### MATERIAL PROVIDED
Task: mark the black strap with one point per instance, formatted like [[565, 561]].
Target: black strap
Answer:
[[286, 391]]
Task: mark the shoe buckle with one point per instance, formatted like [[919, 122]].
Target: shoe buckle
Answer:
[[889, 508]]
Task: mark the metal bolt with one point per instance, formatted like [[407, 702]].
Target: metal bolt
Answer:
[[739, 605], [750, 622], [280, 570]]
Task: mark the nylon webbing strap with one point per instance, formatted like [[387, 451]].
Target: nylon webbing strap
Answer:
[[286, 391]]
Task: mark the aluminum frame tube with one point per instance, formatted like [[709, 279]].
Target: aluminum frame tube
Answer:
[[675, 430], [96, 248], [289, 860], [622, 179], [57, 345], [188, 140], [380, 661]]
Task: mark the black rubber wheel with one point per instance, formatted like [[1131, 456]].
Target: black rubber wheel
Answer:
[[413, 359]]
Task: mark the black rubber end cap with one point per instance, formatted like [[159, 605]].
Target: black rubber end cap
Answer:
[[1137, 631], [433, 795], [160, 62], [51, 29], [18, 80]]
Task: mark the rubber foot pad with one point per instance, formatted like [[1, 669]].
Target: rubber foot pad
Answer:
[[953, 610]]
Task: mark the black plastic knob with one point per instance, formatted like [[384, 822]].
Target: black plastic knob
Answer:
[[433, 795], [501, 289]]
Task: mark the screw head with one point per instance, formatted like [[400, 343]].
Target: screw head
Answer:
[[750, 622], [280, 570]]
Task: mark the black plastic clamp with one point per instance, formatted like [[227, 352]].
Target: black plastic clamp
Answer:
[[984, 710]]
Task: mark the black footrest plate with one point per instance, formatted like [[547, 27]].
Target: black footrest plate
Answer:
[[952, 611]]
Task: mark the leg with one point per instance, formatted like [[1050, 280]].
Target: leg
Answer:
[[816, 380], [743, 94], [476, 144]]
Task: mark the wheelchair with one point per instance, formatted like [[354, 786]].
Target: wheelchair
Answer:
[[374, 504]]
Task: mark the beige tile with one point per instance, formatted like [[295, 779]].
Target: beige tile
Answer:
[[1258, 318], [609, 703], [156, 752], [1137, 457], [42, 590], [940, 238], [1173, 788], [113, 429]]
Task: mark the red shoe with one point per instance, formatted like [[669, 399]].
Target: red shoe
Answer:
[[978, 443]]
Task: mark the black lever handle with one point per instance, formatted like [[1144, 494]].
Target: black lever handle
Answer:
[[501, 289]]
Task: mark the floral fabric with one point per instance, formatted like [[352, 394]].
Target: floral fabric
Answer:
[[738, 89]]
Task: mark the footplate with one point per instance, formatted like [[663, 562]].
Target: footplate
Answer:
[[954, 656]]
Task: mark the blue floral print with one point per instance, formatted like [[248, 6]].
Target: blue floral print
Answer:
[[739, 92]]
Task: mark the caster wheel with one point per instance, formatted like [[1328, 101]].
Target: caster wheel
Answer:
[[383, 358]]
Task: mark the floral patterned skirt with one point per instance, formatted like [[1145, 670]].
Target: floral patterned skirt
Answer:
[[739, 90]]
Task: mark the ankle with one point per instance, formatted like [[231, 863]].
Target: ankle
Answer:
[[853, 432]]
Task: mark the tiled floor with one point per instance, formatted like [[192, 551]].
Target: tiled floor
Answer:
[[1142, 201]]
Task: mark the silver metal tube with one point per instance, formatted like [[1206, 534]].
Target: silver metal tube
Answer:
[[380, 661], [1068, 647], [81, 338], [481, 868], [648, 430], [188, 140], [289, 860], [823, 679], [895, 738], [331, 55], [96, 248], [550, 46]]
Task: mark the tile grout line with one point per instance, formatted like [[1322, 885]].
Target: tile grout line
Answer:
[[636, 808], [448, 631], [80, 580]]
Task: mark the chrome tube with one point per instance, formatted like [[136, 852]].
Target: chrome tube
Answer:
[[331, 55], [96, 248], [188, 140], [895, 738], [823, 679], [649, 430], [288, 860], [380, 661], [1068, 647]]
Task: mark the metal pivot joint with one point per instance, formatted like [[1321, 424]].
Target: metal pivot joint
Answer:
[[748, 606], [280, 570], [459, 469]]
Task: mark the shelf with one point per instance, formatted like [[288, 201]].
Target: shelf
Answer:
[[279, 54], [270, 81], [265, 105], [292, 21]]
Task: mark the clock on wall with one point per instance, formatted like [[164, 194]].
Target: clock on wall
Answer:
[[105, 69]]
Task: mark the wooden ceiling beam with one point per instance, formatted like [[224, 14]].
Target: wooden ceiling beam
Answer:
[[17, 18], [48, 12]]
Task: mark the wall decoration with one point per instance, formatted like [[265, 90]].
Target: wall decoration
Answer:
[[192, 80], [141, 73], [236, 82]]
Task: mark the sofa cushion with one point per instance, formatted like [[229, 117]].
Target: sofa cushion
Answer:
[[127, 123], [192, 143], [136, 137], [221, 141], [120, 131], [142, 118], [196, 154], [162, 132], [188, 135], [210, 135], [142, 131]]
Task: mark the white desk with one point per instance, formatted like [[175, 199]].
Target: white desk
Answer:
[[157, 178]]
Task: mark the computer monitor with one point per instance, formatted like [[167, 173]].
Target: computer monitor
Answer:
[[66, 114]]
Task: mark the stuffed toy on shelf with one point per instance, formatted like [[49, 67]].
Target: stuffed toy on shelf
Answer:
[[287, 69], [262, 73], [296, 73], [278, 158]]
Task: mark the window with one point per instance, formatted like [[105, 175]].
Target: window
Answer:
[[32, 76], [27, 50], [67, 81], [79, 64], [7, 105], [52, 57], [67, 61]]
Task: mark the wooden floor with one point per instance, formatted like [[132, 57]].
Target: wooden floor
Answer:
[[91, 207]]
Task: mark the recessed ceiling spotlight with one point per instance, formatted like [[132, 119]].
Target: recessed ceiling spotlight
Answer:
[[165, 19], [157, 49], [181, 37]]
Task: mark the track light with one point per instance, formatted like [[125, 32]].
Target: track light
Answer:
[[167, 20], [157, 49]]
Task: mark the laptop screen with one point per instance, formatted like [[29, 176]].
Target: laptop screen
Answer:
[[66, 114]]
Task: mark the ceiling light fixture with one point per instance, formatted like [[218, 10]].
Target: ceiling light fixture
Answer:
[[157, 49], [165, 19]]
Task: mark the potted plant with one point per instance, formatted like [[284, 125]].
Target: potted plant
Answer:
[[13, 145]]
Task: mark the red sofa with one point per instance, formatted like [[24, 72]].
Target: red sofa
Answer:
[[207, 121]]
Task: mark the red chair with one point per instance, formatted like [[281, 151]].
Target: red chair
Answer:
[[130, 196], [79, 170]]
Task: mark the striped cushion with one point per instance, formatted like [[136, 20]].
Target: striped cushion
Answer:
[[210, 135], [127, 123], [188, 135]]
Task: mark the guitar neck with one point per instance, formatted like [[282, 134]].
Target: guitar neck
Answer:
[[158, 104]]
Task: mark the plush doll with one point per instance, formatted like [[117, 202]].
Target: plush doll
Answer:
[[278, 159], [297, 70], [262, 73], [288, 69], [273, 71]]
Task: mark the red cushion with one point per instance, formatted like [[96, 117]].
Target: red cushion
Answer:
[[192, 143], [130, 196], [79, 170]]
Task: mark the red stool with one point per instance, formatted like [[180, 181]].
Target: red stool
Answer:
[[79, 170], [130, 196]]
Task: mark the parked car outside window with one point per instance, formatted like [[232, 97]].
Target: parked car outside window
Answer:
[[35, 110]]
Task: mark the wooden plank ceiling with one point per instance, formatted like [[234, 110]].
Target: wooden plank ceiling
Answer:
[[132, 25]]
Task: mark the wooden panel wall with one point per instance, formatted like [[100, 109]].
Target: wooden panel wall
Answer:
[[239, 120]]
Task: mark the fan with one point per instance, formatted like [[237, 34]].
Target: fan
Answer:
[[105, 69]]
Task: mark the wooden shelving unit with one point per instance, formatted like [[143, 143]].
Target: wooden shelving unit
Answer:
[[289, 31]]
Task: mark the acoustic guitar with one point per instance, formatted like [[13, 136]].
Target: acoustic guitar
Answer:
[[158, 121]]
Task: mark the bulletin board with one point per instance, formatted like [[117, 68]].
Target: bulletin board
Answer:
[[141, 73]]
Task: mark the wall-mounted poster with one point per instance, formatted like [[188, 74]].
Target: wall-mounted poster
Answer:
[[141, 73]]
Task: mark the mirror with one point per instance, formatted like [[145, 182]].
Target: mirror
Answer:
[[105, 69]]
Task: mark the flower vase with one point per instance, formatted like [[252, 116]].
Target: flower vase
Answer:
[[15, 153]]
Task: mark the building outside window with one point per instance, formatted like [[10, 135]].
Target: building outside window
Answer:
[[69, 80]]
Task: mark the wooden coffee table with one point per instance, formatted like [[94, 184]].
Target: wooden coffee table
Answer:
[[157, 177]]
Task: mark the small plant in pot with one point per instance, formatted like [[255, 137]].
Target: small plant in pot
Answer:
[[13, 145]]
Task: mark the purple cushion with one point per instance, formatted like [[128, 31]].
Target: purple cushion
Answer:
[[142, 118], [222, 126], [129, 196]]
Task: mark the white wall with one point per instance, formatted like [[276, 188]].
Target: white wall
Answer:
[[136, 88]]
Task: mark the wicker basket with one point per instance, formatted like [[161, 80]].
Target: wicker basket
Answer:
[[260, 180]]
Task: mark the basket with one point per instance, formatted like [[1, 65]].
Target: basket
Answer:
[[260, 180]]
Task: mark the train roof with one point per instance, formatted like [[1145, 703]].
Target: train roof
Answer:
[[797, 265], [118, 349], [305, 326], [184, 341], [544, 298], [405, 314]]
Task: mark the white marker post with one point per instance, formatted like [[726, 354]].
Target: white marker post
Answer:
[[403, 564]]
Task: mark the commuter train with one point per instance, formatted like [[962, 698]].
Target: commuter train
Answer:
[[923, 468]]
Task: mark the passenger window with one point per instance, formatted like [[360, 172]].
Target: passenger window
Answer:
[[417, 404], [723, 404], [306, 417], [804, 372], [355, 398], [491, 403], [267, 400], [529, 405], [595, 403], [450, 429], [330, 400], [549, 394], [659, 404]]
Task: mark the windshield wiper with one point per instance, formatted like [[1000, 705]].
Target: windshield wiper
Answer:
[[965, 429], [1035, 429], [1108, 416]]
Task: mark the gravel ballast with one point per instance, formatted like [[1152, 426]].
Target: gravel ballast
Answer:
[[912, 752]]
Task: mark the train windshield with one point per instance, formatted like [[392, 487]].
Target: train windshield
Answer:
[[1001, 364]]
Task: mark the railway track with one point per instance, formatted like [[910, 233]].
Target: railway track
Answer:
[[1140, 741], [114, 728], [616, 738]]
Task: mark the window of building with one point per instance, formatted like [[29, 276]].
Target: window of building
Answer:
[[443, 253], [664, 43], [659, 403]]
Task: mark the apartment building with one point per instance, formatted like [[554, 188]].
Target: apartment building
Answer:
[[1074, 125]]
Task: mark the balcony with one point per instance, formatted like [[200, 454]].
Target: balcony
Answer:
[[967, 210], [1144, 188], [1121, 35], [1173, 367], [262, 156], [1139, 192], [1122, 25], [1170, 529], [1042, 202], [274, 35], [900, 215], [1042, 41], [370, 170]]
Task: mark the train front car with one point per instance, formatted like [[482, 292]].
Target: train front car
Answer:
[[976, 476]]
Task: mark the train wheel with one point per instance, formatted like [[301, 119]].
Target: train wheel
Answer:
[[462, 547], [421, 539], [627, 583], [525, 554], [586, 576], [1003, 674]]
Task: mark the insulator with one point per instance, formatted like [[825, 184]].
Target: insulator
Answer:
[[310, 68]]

### WHAT YOU ARE ASKED TO DO
Reproduce the material above exactly, beginning at its first line and ending with the line that holds "Target: aluminum frame tube". Include nothing else.

### OUTPUT OF THE EXERCISE
Task: mark the black strap with one point per instance, formatted like [[565, 561]].
Target: black strap
Answer:
[[286, 391]]
Task: mark the shoe buckle with one point per instance, formatted like [[919, 122]].
Target: shoe buckle
Answer:
[[889, 508]]
Task: mark the metal bolt with one point per instance, formatted like [[407, 702]].
Target: metal bolt
Answer:
[[739, 605], [750, 622], [280, 570]]
Task: mark the nylon webbing strap with one point per instance, formatted like [[387, 451]].
Target: nylon webbing strap
Answer:
[[286, 391]]
Task: mark the aluminum frame tube with one point per instance, formatted like [[709, 279]].
Target: aluminum frame tube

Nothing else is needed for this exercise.